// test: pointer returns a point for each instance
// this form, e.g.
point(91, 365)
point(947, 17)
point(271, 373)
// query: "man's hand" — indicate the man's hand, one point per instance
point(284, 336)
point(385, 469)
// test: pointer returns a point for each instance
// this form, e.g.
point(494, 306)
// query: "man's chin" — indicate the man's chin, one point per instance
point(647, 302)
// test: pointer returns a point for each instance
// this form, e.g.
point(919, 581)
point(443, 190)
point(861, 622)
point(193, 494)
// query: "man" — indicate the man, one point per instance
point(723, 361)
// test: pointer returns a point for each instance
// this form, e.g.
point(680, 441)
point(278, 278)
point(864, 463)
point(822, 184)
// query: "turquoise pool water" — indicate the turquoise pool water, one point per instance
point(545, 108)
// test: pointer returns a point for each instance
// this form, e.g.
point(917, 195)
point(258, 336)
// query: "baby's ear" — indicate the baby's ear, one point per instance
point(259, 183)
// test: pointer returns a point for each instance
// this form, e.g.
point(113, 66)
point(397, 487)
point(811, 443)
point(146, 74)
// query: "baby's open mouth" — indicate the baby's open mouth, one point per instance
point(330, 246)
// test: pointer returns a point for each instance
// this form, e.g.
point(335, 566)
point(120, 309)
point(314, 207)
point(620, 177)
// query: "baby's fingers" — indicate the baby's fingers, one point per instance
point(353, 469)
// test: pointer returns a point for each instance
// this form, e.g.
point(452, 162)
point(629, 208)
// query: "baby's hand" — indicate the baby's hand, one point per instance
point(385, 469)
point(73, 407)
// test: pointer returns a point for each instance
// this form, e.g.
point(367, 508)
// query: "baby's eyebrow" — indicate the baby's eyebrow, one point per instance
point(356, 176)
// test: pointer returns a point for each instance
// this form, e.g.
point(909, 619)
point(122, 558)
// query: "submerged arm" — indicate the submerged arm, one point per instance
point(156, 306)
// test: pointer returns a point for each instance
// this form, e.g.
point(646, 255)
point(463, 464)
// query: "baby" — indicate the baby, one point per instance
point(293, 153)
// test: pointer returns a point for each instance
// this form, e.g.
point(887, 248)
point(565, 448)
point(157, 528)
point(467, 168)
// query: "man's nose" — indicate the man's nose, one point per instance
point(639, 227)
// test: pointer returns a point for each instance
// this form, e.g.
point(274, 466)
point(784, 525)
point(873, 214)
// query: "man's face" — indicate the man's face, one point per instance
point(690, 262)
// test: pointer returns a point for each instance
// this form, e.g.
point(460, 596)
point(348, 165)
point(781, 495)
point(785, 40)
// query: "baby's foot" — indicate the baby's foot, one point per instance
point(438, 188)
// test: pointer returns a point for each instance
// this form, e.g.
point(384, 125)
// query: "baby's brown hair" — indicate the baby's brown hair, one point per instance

○ ○ ○

● To be done:
Reproduce all of the records above, line for line, without changing a single character.

● Result of this exercise:
// test: pointer returns a point for each instance
// this form, e.g.
point(91, 365)
point(947, 17)
point(271, 373)
// query: "man's hand" — indicate the man's hand, one point per instance
point(284, 336)
point(385, 469)
// test: pointer returns a point for each instance
// this form, e.g.
point(494, 306)
// query: "man's chin" — indicate the man's chin, one point per instance
point(647, 302)
// test: pointer returns a point for each instance
// this form, e.g.
point(919, 581)
point(443, 190)
point(861, 622)
point(193, 494)
// query: "man" — indicate the man, one point per instance
point(723, 361)
// test: pointer returns a point for each instance
// this form, e.g.
point(680, 441)
point(278, 278)
point(864, 463)
point(822, 184)
// query: "turquoise pool water" — indicate the turquoise pool water, one point per instance
point(545, 108)
// test: pointer returns a point for each instance
// this form, e.g.
point(917, 195)
point(258, 336)
// query: "baby's ear" — indicate the baby's ear, one point per instance
point(259, 183)
// test: pointer returns a point for each instance
// this form, e.g.
point(113, 66)
point(397, 487)
point(811, 443)
point(146, 74)
// query: "baby's open mouth" — indicate the baby's open mouth, one point per instance
point(330, 246)
// test: pointer returns a point for each instance
// this form, e.g.
point(335, 566)
point(120, 309)
point(314, 207)
point(620, 177)
// query: "baby's fingers" — indicate the baby's fingers, one point per instance
point(353, 469)
// test: pointer returns a point for each instance
// this form, e.g.
point(452, 162)
point(629, 208)
// query: "baby's hand" — indicate the baby's hand, one point per instance
point(385, 469)
point(73, 407)
// test: pointer returns a point for each instance
// this form, e.g.
point(367, 508)
// query: "baby's eyebrow" — indicate the baby's eyebrow, one point per instance
point(356, 176)
// test: pointer returns a point for each instance
// this form, e.g.
point(909, 619)
point(122, 558)
// query: "submerged arm" — indicate the submerged arm, one point per instance
point(156, 306)
// test: pointer returns a point for each instance
// this form, e.g.
point(646, 255)
point(463, 464)
// query: "baby" — indicate the baby, one point per instance
point(293, 153)
// test: pointer returns a point for each instance
// this form, e.g.
point(887, 248)
point(565, 448)
point(157, 528)
point(467, 168)
// query: "man's nose" — indicate the man's nose, one point per instance
point(639, 227)
// test: pointer returns a point for each instance
// this form, e.g.
point(274, 466)
point(784, 525)
point(873, 214)
// query: "man's face" — indicate the man's face, one point per instance
point(690, 262)
// test: pointer returns a point for each instance
// this form, e.g.
point(460, 596)
point(348, 165)
point(781, 495)
point(785, 40)
// query: "baby's foot" — indicate the baby's foot, one point per instance
point(438, 188)
// test: pointer returns a point for each instance
// this form, e.g.
point(384, 125)
// query: "baby's brown hair" — indicate the baby's brown hair, one point per instance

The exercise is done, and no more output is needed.